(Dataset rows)
+--
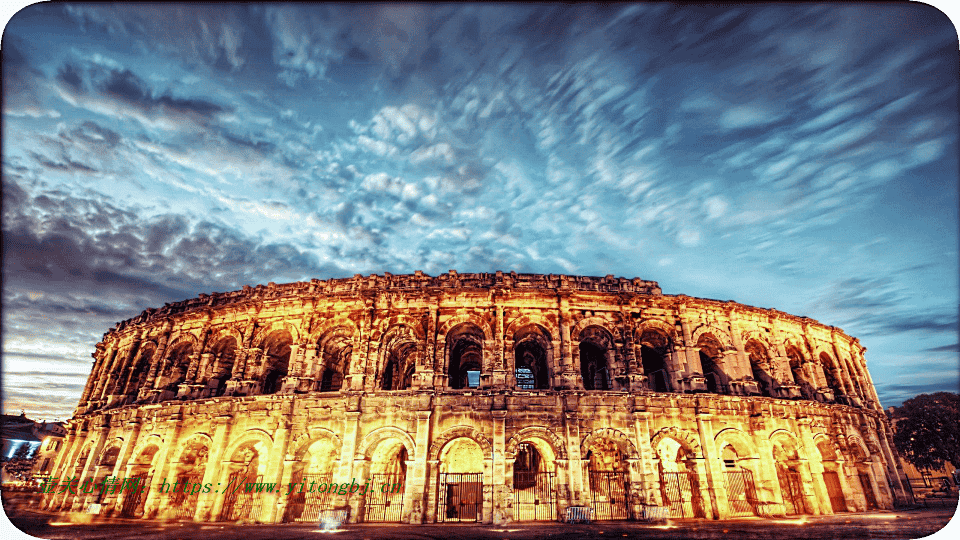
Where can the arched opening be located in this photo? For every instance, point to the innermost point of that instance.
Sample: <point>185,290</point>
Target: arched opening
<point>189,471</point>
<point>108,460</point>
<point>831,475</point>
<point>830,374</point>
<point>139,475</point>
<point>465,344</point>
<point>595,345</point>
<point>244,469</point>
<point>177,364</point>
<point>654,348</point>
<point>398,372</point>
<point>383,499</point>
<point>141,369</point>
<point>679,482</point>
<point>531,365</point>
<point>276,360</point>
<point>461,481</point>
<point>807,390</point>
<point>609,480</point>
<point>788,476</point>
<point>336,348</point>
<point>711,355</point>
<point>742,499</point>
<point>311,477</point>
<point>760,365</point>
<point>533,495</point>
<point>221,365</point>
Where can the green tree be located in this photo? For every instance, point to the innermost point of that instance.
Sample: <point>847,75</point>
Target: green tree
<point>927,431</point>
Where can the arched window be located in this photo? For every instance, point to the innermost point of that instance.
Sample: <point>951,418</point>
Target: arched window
+--
In the listing, copy the lines from the one containing "Where can the green" through the end of the listing, inclusive, substituting "Label" for "Target" and changing nothing else.

§ WRITTEN ANSWER:
Where can the green tree be located in this photo? For every instance, point to the innermost point of that instance.
Sample: <point>847,75</point>
Label: green tree
<point>927,431</point>
Where can the arched window be located in this photo? For every instance, point to the innermost point of that instance.
Sample: <point>951,418</point>
Label: arched window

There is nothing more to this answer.